_Goal_. Rewrite all of the data below, swapping every occurrence of "pixel coordinates" for "image coordinates" and keeping everything else the same.

_Saved entries_.
**********

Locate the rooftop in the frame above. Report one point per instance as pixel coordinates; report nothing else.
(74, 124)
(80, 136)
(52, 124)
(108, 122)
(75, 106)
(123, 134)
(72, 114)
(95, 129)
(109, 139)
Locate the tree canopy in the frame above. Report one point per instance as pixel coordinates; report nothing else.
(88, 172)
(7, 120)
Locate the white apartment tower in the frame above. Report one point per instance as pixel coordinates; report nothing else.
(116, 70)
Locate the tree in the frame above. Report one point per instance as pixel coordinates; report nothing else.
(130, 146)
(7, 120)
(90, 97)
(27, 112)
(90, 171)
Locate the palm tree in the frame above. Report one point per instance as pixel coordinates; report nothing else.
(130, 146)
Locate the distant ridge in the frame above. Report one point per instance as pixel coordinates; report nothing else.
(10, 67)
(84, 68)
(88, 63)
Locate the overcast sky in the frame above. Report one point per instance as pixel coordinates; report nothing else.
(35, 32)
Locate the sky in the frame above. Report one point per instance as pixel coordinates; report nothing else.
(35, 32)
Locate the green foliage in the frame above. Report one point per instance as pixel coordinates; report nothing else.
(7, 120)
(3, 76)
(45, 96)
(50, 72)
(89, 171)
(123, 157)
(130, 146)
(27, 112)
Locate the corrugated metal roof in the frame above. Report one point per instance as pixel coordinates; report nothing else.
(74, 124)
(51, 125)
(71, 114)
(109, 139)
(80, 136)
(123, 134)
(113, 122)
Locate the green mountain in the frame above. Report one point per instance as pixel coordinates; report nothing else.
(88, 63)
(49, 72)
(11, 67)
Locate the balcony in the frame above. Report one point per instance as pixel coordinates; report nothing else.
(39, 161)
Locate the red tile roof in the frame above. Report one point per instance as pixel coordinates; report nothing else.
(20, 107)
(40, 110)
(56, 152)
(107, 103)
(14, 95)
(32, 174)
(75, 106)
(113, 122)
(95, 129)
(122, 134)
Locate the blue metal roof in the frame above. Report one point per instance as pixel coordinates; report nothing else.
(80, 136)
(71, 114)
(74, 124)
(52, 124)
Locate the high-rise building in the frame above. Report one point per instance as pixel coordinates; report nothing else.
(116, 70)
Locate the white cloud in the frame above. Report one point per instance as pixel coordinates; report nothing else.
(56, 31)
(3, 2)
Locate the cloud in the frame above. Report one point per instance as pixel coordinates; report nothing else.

**********

_Finished answer_.
Locate the rooftop in the frame above. Report one point per instance as image coordinates; report nothing else.
(74, 124)
(80, 136)
(52, 124)
(108, 122)
(75, 106)
(123, 134)
(72, 114)
(95, 129)
(109, 139)
Locate the tree canopy in the frame above. Report one point per instance as image coordinates; report nothing else.
(88, 172)
(7, 120)
Locate the white apartment tower in the frame above. Report one point per instance as image coordinates; report nothing else.
(116, 70)
Locate the tree in the frame above. Report one point per instance as image coordinates; report nothing else.
(130, 146)
(7, 120)
(90, 97)
(27, 112)
(90, 171)
Locate the palm tree in the frame above. Report one point per instance as image coordinates; report nothing else.
(130, 146)
Locate the distant ridge in the frame above. Report one point per instance as image coordinates; report nothing else.
(10, 67)
(84, 68)
(88, 63)
Locate the overcast sky in the frame above. Report one point per instance as image coordinates; report nothing else.
(35, 32)
Locate the sky in the frame above. Report one point per instance as image coordinates; report nothing else.
(35, 32)
Locate the green foliage in the frame above. Report one point per instance as image coordinates; report nothing else.
(7, 120)
(3, 76)
(45, 96)
(50, 72)
(89, 171)
(123, 157)
(130, 146)
(27, 112)
Locate the corrugated metal roof in the frame above. Report one point per instance as image coordinates; report nothing else.
(74, 124)
(51, 125)
(71, 114)
(109, 139)
(80, 136)
(123, 134)
(113, 122)
Locate the green mountain in the frame above. Report one point per instance as image coordinates; report nothing else.
(88, 63)
(49, 72)
(11, 67)
Locate the balcony in the frame above. Report one point per instance as image coordinates; report nothing else.
(39, 161)
Locate the red tile roof in the frame above. Report one point per instance as image coordinates; report nothing else.
(20, 107)
(40, 110)
(56, 152)
(107, 103)
(14, 95)
(32, 174)
(75, 106)
(113, 122)
(95, 129)
(122, 134)
Locate the blue metal roof in the frame above. Report one point per instance as image coordinates; report nothing else.
(80, 136)
(71, 114)
(74, 124)
(52, 124)
Locate the high-rise building in the frame above. Report one point per instance as image coordinates; report nothing else.
(116, 70)
Locate the white cloud in the frame above. Report one point per instance as image coordinates; report nothing else.
(56, 31)
(3, 2)
Locate the cloud in the frame above. Report one point per instance as image coordinates; report nothing else.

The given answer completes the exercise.